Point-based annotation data
************
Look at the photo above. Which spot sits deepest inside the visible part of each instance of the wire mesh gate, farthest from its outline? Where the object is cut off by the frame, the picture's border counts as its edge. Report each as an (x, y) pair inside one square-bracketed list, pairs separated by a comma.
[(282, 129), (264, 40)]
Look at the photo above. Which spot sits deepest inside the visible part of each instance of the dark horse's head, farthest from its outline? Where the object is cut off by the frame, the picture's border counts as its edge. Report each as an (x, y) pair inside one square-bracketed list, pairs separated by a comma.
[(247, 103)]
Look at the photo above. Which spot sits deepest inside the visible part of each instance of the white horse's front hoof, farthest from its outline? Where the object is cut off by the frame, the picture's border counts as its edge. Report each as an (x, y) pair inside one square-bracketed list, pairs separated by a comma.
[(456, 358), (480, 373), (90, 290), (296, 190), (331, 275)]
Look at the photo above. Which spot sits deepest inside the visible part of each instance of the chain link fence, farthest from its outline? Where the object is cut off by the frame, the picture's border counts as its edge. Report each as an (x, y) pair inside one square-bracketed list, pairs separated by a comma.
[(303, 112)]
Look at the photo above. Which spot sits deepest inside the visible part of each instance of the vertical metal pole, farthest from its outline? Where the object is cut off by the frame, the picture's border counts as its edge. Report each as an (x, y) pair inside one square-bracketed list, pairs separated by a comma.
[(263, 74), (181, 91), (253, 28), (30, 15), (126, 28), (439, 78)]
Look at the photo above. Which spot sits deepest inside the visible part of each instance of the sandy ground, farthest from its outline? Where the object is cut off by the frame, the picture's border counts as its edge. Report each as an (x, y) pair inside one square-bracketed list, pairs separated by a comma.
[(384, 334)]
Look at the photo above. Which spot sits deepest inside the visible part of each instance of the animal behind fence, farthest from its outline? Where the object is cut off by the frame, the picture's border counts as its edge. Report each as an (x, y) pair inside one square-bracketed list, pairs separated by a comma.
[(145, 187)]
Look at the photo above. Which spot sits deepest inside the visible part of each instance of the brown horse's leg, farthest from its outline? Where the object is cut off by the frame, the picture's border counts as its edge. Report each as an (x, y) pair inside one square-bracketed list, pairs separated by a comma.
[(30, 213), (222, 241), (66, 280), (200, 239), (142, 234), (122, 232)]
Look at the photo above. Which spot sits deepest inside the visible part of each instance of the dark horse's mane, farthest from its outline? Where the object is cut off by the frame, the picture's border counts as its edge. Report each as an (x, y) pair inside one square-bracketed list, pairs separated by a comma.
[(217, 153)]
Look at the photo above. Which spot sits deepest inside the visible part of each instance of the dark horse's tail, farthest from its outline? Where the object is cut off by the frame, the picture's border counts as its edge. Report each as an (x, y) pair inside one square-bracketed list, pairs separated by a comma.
************
§ SHORT EXERCISE:
Retype every entry word for word.

§ RESPONSE TO THIS EXERCISE:
Look at the photo above. Which spot sits deepest inside the visible part of each instance of the wire mesh gate, farthest from its outline? Where the object is cut off by the frame, the picture's border counts as its edge. Report each as an (x, y) pair inside one square-bracketed list, pairs separated by a comma.
[(282, 129), (264, 40)]
Look at the photo above. Which spot sits deepest inside the visible part of each instance of the dark horse's head, farthest from its outline? Where the object is cut off by the frame, the picture's border counts as its edge. Report each as an (x, y) pair inside one square-bracketed list, pairs separated by a comma.
[(247, 103)]
Look at the photo above. Which spot sits deepest inside the visible part of each instance of the white horse's front hoof, farthest from its outline? Where the object is cut off by the frame, the picture's border counts as its edge. Report each as an (x, y) pair inside one square-bracketed list, pairs separated by a comma.
[(456, 358), (480, 373), (90, 290), (296, 190), (331, 275)]
Look at the photo above. Which spot sits deepest inside the visible part of each instance of the chain link fence, farthest from its outline? Where the object is cut off by the frame, the picture's border counts as its edge. Report each as an (x, y) pair inside one square-bracketed list, pairs separated by a comma.
[(303, 112)]
Look at the photo above. Which spot sits deepest inside the visible part of each instance of the vertical metal pole, farthest from its outline? Where the object is cut off by the frame, the picture's border counts as its edge. Report each as an (x, y) pair inside one square-bracketed list, pairs separated by a comma.
[(263, 74), (181, 91), (253, 28), (30, 15), (126, 28), (439, 78)]
Look at the photo above. Which spot sits deepest inside the visible part of each instance of the sandy ground, farthest from its outline? Where the object is cut off by the frame, the picture's border counts as its edge. Report each as an (x, y) pair inside one square-bracketed list, pairs separated by a comma.
[(384, 334)]
Look at the photo above. Which spot sits deepest inside the visible part of each instance of the animal behind fence, farthest from its outline? Where the object is cut off by the frame, the picture's border counts as its edge. Report each as an (x, y) pair inside one square-bracketed list, pairs separated by a comma.
[(145, 187)]
Look at the photo above. Which spot sits deepest inside the visible part of each instance of the brown horse's leg, farthest from its outline? Where the object is cut off by the frame, the picture's border counts as its edge. Report each as an (x, y) pair inside one square-bracketed list, pairs separated by a comma.
[(30, 213), (222, 241), (66, 280), (200, 239), (142, 234), (122, 232)]
Look at the photo above. Which spot sits deepest inside the visible part of each instance of the dark horse's mane, farthest from its outline? Where the object is cut off by the frame, the picture's border counts as its edge. Report each as an (x, y) pair inside one square-bracketed list, pairs separated by a comma.
[(217, 153)]
Look at the photo above. Which spot sits deepest inside the visible part of each instance of the dark horse's tail, farthest from its outline? Where the object is cut off by the frame, the picture's border counts as its edge. Report each as an (x, y) pair inside one square-bracketed list, pairs separated by a comma.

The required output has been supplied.